> **Testo originale**
····················

Decreto Rilancio tra complessità e rinvii
Mentre si attende ancora il testo definitivo del Decreto Rilancio e la sua pubblicazione in Gazzetta, viene spontaneo domandarsi se le oltre 460 pagine con più di 250 articoli fossero davvero indispensabili o rappresentino l'incapacità di uscire da quella logica tutta italiana del "dettaglio" che, insieme a un linguaggio poco comprensibile ai più, contraddistingue da sempre i testi delle nostre leggi.
Certo dovremmo essere abituati alla complessità del nostro ordinamento: oltre 110mila tra leggi e decreti di vario tipo, dei quali si sa già almeno un terzo sono totalmente inutili. Il peggio è che in questo macchinoso sistema la stragrande maggioranza dei cittadini si perde, mentre i furbi trovano la via per sgattaiolare, anche perché a una mole mastodontica di norme non si è mai affiancata un'altrettanta capacità di controllo.

····················

[Righe di origine]
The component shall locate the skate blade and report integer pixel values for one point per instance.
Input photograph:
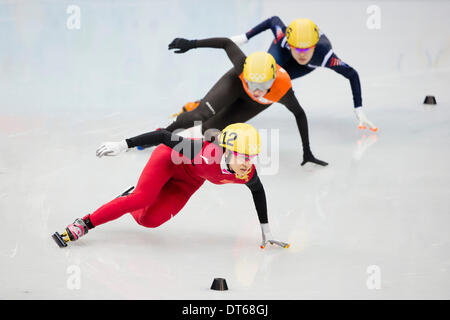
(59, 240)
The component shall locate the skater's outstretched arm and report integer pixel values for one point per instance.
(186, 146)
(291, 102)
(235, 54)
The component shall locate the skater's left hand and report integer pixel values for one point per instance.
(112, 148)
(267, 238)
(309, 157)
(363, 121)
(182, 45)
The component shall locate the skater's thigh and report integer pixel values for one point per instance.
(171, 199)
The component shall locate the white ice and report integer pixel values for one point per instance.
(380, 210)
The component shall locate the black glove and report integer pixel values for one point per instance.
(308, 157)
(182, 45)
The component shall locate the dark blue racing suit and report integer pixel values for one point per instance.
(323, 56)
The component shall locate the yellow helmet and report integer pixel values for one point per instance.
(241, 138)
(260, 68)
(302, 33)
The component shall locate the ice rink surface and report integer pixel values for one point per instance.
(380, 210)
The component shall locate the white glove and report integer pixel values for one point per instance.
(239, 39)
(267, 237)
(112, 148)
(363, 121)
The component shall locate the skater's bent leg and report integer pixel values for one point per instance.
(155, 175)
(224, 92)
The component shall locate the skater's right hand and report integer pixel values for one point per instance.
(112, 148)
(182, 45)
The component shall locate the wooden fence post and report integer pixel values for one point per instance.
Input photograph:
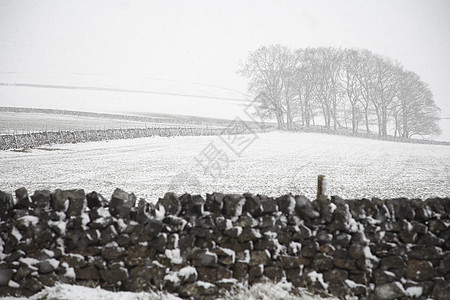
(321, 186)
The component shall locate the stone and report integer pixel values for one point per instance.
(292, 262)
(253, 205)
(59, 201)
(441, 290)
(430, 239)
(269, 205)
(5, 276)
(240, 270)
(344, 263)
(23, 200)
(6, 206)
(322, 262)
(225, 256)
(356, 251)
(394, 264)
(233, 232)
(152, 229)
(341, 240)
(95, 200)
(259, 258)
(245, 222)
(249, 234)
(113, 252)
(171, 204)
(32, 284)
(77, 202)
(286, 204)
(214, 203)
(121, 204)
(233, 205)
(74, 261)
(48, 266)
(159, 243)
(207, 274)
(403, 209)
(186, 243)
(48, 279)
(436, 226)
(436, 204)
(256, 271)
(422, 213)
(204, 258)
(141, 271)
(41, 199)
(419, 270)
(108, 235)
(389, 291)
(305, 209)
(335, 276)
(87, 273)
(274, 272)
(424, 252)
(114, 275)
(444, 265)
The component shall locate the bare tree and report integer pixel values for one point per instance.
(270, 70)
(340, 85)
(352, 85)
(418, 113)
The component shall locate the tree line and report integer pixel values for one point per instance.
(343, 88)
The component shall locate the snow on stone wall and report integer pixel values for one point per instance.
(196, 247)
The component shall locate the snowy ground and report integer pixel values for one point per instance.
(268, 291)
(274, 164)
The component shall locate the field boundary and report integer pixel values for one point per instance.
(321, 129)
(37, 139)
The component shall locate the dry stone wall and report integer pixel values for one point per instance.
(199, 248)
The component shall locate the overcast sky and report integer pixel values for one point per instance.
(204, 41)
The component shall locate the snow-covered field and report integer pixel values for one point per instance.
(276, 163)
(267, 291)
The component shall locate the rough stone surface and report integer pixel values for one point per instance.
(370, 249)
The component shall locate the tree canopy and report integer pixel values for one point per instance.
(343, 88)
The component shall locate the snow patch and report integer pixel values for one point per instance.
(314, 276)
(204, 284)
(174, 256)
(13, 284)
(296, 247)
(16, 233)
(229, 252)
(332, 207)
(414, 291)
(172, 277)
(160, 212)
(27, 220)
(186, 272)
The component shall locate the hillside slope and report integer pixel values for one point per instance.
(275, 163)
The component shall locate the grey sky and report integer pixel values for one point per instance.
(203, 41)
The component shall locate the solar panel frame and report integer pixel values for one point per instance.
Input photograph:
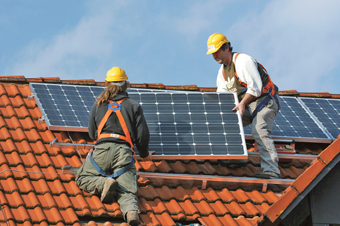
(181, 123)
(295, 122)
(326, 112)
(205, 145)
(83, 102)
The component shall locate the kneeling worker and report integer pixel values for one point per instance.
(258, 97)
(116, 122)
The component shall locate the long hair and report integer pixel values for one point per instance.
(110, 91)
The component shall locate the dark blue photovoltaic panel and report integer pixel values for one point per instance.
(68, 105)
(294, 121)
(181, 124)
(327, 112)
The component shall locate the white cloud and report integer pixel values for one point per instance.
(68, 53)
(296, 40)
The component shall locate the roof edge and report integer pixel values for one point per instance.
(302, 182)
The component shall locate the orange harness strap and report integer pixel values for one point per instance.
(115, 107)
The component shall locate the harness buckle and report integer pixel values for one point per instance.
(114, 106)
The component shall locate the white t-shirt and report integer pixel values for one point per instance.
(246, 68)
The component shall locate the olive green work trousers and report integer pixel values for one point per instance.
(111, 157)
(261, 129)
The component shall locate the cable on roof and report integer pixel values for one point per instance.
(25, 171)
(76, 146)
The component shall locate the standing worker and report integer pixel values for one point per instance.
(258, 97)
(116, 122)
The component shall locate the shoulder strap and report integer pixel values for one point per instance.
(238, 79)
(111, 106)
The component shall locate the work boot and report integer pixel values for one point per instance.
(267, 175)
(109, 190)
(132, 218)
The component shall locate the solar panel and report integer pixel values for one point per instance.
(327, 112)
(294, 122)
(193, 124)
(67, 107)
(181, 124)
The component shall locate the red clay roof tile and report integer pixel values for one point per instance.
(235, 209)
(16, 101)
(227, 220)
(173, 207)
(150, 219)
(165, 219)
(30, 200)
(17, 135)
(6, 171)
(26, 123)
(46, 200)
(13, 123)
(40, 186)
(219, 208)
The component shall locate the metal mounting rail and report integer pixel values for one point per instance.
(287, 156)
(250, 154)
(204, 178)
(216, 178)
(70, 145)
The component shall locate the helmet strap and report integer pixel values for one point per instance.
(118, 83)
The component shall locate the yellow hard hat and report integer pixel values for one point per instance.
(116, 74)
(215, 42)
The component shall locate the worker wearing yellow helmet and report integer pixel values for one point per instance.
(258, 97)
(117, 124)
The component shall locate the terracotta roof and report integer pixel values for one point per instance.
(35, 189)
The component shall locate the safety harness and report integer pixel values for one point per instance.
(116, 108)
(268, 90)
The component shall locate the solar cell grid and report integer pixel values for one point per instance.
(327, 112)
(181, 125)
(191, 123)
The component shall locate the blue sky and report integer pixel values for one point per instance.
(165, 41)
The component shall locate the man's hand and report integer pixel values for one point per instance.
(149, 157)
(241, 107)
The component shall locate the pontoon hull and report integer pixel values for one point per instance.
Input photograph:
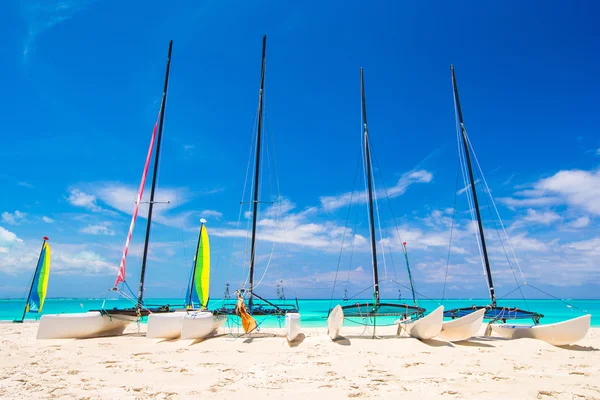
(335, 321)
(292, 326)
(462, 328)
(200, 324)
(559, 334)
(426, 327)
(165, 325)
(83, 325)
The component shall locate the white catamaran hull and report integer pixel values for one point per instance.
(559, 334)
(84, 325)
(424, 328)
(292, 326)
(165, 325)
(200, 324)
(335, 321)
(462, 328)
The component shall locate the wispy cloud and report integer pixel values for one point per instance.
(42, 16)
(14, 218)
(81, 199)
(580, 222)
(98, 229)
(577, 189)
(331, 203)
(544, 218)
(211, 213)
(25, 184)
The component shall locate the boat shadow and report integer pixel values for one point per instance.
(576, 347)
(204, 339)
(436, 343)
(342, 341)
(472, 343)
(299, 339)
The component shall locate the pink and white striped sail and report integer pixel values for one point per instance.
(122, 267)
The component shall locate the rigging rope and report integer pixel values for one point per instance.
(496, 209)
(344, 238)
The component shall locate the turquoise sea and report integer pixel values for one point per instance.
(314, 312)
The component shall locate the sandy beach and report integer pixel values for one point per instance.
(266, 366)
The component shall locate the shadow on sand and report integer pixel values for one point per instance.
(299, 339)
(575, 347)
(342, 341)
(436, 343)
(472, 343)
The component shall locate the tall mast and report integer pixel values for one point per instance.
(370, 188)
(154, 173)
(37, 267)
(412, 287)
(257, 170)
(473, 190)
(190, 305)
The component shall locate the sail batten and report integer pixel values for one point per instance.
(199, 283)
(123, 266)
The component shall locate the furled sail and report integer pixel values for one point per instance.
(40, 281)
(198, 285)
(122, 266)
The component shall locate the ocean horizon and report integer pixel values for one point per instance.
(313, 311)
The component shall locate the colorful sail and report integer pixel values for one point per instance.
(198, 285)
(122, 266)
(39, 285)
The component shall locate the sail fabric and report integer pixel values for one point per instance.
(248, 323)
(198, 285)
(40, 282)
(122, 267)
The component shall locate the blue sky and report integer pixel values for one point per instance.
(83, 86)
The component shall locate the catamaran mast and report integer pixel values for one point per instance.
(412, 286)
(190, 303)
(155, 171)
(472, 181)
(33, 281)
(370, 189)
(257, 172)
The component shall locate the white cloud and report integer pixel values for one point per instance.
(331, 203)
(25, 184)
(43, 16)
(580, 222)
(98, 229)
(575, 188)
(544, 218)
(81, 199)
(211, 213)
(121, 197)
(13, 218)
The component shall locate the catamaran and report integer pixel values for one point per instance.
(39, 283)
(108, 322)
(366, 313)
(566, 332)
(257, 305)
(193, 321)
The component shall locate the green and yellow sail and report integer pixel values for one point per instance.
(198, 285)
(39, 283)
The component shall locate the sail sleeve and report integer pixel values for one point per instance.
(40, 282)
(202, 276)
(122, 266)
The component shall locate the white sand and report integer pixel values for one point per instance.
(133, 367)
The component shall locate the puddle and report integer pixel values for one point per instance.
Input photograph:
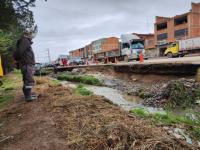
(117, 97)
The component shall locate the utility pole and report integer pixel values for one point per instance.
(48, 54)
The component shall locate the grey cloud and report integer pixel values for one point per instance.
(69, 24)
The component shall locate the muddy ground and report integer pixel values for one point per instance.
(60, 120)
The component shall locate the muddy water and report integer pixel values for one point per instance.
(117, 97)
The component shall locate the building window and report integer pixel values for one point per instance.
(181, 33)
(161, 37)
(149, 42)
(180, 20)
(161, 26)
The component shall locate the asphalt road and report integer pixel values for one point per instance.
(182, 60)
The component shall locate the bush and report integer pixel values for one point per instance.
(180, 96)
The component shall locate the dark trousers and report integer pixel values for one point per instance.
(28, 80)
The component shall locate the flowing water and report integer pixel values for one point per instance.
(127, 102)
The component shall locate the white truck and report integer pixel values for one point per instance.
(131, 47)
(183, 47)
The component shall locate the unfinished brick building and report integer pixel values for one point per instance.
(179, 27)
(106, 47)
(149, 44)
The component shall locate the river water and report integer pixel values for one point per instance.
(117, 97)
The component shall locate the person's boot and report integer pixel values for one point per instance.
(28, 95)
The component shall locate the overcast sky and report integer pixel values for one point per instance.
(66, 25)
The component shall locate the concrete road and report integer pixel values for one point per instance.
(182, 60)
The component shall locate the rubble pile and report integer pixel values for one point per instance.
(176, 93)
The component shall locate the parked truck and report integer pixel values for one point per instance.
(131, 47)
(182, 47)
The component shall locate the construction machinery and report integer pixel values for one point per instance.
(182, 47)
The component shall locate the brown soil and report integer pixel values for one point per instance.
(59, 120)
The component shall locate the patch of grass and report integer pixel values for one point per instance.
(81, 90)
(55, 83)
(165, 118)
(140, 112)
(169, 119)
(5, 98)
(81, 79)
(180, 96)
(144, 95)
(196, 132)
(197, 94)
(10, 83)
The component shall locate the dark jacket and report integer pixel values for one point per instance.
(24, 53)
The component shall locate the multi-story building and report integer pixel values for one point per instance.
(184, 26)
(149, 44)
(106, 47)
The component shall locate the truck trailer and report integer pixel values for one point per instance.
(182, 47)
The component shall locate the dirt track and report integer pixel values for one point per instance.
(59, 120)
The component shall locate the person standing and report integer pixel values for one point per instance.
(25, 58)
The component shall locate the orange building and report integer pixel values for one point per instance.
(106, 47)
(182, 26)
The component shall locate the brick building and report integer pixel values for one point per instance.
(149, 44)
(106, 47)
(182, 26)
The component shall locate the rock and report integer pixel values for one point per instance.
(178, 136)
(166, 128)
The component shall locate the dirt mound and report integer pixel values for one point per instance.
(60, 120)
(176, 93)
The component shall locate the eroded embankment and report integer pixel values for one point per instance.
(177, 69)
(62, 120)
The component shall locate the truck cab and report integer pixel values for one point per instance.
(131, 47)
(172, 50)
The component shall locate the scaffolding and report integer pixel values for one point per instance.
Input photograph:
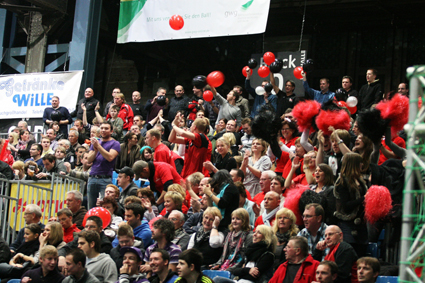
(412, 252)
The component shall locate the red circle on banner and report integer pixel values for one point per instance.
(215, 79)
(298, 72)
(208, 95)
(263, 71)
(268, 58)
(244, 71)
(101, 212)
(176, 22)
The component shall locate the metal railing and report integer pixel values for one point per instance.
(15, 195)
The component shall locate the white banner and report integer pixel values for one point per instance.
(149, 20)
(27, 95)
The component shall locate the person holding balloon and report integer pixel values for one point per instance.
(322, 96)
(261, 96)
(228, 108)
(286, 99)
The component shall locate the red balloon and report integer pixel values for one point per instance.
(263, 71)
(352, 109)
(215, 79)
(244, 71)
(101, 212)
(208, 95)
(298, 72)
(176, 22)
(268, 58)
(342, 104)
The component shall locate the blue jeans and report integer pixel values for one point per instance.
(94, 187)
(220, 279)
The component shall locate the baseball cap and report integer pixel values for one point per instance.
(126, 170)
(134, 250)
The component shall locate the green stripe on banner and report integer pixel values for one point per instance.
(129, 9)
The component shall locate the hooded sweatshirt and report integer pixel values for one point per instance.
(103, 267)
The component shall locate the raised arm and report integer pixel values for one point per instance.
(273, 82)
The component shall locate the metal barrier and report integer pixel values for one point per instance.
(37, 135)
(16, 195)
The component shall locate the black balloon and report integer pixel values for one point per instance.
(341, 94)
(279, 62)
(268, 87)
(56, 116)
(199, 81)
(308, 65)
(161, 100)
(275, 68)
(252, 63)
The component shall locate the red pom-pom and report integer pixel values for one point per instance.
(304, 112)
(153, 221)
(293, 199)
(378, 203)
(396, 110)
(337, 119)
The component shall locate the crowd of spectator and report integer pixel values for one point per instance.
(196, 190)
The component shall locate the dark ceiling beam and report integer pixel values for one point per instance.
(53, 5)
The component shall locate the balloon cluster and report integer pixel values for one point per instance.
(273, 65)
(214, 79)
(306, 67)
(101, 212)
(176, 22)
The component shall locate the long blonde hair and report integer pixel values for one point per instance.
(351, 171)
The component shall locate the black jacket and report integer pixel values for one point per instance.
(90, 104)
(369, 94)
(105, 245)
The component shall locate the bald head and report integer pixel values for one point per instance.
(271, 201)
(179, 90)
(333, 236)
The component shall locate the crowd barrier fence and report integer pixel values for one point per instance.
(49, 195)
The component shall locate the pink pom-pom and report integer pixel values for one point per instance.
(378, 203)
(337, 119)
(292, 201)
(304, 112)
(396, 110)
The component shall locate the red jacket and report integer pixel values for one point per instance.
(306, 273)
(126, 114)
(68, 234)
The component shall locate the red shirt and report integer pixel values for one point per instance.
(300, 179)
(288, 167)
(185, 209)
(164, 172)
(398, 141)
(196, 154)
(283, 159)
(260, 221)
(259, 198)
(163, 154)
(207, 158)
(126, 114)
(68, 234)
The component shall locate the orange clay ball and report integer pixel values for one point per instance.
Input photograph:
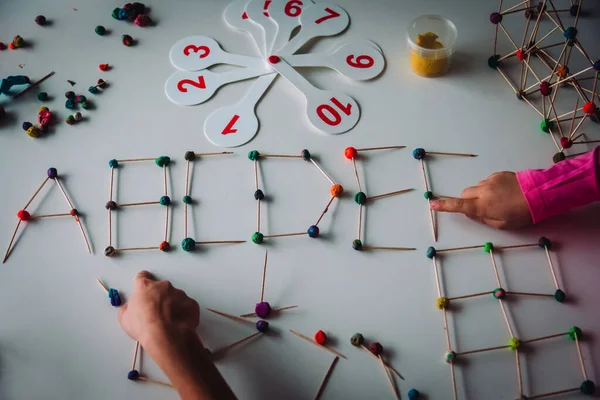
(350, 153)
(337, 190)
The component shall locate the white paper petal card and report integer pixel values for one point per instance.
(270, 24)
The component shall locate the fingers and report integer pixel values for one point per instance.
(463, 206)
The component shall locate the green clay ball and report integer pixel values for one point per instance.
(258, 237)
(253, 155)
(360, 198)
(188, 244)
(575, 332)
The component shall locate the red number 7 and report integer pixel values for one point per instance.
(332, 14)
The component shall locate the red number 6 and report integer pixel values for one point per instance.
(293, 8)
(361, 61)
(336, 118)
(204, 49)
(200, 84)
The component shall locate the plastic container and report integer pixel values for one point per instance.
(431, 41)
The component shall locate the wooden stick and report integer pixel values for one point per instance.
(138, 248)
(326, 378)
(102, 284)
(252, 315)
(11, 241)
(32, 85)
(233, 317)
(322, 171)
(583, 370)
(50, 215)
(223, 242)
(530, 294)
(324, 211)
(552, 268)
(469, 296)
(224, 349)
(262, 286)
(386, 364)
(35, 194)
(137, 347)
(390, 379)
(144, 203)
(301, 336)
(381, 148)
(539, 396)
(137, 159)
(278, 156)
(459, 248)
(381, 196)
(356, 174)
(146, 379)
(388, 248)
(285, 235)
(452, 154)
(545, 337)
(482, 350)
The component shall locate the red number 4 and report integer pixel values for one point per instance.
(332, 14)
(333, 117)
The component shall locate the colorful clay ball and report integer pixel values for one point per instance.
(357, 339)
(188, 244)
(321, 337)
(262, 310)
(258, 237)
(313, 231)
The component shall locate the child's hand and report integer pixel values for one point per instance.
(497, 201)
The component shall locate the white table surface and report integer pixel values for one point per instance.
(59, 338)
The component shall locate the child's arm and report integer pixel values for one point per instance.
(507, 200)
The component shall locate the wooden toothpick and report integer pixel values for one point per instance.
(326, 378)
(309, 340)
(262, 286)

····················

> **Metti in pratica**
• A. Trascrivi dal testo sul Decreto Rilancio il passo da "Certo dovremmo essere" a "capacità di controllo.".
• B. Quali cifre scritte in numeri compaiono nel testo sul Decreto Rilancio, e a che cosa si riferisce ciascuna?
Le righe provengono da un'altra fonte.

> **Soluzioni**
• A.
Certo dovremmo essere abituati alla complessità del nostro ordinamento: oltre 110mila tra leggi e decreti di vario tipo, dei quali si sa già almeno un terzo sono totalmente inutili. Il peggio è che in questo macchinoso sistema la stragrande maggioranza dei cittadini si perde, mentre i furbi trovano la via per sgattaiolare, anche perché a una mole mastodontica di norme non si è mai affiancata un'altrettanta capacità di controllo.

• B.
- 460: oltre 460 pagine
- 250: più di 250 articoli
- 110mila: oltre 110mila tra leggi e decreti di vario tipo